── Provided entries ──
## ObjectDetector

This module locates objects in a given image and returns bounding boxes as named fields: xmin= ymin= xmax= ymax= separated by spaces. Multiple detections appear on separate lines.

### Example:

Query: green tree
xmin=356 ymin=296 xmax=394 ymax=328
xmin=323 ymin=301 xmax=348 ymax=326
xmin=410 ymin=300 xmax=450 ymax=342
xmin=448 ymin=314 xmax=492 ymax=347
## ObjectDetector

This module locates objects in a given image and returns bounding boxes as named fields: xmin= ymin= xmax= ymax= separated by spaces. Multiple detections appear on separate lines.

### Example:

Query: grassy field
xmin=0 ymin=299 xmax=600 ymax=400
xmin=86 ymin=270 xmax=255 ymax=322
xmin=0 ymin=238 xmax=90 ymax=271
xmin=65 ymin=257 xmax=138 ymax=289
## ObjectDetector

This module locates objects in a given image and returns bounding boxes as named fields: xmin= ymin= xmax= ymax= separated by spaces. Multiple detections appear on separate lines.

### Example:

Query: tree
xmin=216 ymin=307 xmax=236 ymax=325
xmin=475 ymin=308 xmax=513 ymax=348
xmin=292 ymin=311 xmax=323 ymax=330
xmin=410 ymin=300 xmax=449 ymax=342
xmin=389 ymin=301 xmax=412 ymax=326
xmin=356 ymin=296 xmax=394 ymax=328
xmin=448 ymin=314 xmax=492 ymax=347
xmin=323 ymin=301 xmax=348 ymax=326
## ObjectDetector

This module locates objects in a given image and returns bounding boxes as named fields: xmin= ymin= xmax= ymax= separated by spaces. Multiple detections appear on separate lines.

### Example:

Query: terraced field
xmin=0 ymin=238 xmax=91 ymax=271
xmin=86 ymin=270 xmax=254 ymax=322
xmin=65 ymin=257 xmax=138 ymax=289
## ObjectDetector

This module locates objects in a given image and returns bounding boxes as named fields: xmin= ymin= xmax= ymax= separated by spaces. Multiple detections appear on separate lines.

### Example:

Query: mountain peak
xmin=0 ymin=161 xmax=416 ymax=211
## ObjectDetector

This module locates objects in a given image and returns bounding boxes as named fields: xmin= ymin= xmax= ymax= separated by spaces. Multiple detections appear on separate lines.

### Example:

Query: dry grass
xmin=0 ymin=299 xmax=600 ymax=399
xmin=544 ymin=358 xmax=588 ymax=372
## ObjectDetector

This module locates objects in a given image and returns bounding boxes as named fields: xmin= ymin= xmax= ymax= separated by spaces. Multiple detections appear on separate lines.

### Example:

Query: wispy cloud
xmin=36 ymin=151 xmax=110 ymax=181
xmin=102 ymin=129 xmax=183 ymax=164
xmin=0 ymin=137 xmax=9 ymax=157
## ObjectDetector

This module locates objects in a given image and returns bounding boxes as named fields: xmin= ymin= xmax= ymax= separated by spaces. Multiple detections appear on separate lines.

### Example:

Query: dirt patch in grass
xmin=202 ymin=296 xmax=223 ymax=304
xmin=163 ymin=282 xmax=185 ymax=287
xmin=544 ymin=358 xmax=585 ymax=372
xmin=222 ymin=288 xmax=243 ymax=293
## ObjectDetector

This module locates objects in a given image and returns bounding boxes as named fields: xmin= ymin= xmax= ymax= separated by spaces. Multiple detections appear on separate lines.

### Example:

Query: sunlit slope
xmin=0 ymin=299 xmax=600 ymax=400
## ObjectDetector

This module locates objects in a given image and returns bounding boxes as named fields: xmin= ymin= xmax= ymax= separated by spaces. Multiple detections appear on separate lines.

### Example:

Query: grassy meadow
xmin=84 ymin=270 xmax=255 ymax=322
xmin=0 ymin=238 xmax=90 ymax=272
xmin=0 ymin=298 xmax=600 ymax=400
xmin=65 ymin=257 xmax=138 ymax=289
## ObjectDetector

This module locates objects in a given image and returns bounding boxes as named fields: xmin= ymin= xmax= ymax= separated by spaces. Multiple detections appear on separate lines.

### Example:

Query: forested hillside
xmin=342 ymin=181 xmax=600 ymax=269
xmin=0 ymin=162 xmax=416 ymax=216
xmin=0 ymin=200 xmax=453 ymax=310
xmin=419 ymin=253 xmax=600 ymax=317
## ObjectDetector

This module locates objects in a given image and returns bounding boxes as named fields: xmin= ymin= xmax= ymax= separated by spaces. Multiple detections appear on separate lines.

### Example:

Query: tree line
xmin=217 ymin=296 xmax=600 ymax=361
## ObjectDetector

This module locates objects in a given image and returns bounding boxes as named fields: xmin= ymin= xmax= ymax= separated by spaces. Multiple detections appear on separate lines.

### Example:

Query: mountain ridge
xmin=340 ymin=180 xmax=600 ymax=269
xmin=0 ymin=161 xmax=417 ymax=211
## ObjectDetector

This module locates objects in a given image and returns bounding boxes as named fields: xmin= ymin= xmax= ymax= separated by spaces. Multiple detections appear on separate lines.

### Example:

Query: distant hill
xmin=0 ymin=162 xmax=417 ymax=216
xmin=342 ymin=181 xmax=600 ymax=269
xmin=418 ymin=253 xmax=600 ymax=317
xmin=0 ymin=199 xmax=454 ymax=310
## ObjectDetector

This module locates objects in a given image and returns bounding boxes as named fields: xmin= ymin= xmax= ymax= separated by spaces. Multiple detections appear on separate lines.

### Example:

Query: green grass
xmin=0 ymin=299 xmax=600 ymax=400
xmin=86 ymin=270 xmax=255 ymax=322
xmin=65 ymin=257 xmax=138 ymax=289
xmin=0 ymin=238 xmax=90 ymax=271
───
-- Exercise requirements --
Extract each record, keeping it identical to the original.

-- Task output --
## ObjectDetector

This module locates objects in a given image and returns bounding boxes as named fields: xmin= ymin= xmax= ymax= separated by spaces. Multiple detections appear on separate lines.

### Example:

Query: green tree
xmin=356 ymin=296 xmax=394 ymax=328
xmin=323 ymin=301 xmax=348 ymax=326
xmin=410 ymin=300 xmax=450 ymax=342
xmin=448 ymin=314 xmax=492 ymax=347
## ObjectDetector

This module locates objects in a given image and returns bounding boxes as named fields: xmin= ymin= xmax= ymax= separated by spaces. Multiple detections appear on separate lines.

### Example:

Query: grassy field
xmin=0 ymin=299 xmax=600 ymax=400
xmin=86 ymin=270 xmax=255 ymax=322
xmin=0 ymin=238 xmax=90 ymax=271
xmin=65 ymin=257 xmax=138 ymax=289
## ObjectDetector

This module locates objects in a given image and returns bounding boxes as named fields: xmin= ymin= xmax= ymax= separated by spaces. Multiple detections appear on separate lines.

### Example:

Query: tree
xmin=216 ymin=307 xmax=236 ymax=325
xmin=475 ymin=308 xmax=513 ymax=348
xmin=292 ymin=311 xmax=323 ymax=330
xmin=410 ymin=300 xmax=449 ymax=342
xmin=389 ymin=301 xmax=412 ymax=326
xmin=356 ymin=296 xmax=394 ymax=328
xmin=448 ymin=314 xmax=492 ymax=347
xmin=323 ymin=301 xmax=348 ymax=326
## ObjectDetector

This module locates objects in a given image and returns bounding boxes as named fields: xmin= ymin= xmax= ymax= separated by spaces. Multiple detections appear on separate lines.

### Example:

Query: terraced field
xmin=0 ymin=238 xmax=91 ymax=271
xmin=86 ymin=270 xmax=254 ymax=322
xmin=65 ymin=257 xmax=138 ymax=289
## ObjectDetector

This module locates objects in a given image and returns bounding boxes as named fields: xmin= ymin= xmax= ymax= separated by spaces. Multiple detections appear on separate lines.

### Example:

Query: mountain peak
xmin=0 ymin=161 xmax=416 ymax=211
## ObjectDetector

This module locates objects in a given image and returns bounding boxes as named fields: xmin= ymin= xmax= ymax= separated by spaces. Multiple detections appear on separate lines.

### Example:

Query: dry grass
xmin=0 ymin=299 xmax=600 ymax=399
xmin=544 ymin=358 xmax=588 ymax=372
## ObjectDetector

This module locates objects in a given image and returns bounding boxes as named fields: xmin= ymin= xmax= ymax= separated by spaces. Multiple detections appear on separate lines.

### Example:

Query: wispy cloud
xmin=36 ymin=151 xmax=110 ymax=181
xmin=102 ymin=129 xmax=183 ymax=164
xmin=0 ymin=137 xmax=9 ymax=157
## ObjectDetector

This module locates objects in a given image and returns bounding boxes as named fields: xmin= ymin= xmax= ymax= separated by spaces. Multiple detections appear on separate lines.

### Example:

Query: dirt patch in grass
xmin=202 ymin=296 xmax=223 ymax=304
xmin=163 ymin=282 xmax=185 ymax=287
xmin=544 ymin=358 xmax=585 ymax=372
xmin=222 ymin=288 xmax=243 ymax=293
## ObjectDetector

This module locates objects in a given image and returns bounding boxes as named fields: xmin= ymin= xmax= ymax= separated by spaces. Multiple detections appear on separate lines.

### Example:

Query: sunlit slope
xmin=0 ymin=299 xmax=600 ymax=400
## ObjectDetector

This module locates objects in a given image and returns bounding boxes as named fields: xmin= ymin= xmax= ymax= separated by spaces. Multiple detections appear on separate lines.

### Example:

Query: grassy meadow
xmin=84 ymin=270 xmax=255 ymax=322
xmin=0 ymin=238 xmax=90 ymax=272
xmin=0 ymin=298 xmax=600 ymax=400
xmin=65 ymin=257 xmax=138 ymax=289
## ObjectDetector

This module locates objects in a given image and returns bounding boxes as named fields: xmin= ymin= xmax= ymax= separated by spaces. Multiple detections appear on separate lines.

### Example:

Query: forested hillside
xmin=342 ymin=181 xmax=600 ymax=269
xmin=0 ymin=162 xmax=416 ymax=216
xmin=0 ymin=200 xmax=453 ymax=310
xmin=419 ymin=253 xmax=600 ymax=317
## ObjectDetector

This module locates objects in a given image and returns bounding boxes as named fields: xmin= ymin= xmax= ymax= separated by spaces. Multiple detections appear on separate lines.

### Example:

Query: tree line
xmin=217 ymin=296 xmax=600 ymax=361
## ObjectDetector

This module locates objects in a given image and returns bounding boxes as named fields: xmin= ymin= xmax= ymax= separated by spaces. Multiple detections appear on separate lines.

### Example:

Query: mountain ridge
xmin=340 ymin=180 xmax=600 ymax=269
xmin=0 ymin=161 xmax=417 ymax=211
## ObjectDetector

This module locates objects in a given image and returns bounding boxes as named fields: xmin= ymin= xmax= ymax= separated by spaces. Multiple detections appear on separate lines.

### Example:

Query: distant hill
xmin=0 ymin=162 xmax=417 ymax=216
xmin=342 ymin=181 xmax=600 ymax=269
xmin=418 ymin=253 xmax=600 ymax=317
xmin=0 ymin=199 xmax=454 ymax=310
## ObjectDetector

This module locates objects in a given image and returns bounding boxes as named fields: xmin= ymin= xmax= ymax= separated by spaces. Multiple detections appear on separate lines.

### Example:

Query: green grass
xmin=0 ymin=299 xmax=600 ymax=400
xmin=86 ymin=270 xmax=255 ymax=322
xmin=65 ymin=257 xmax=138 ymax=289
xmin=0 ymin=238 xmax=90 ymax=271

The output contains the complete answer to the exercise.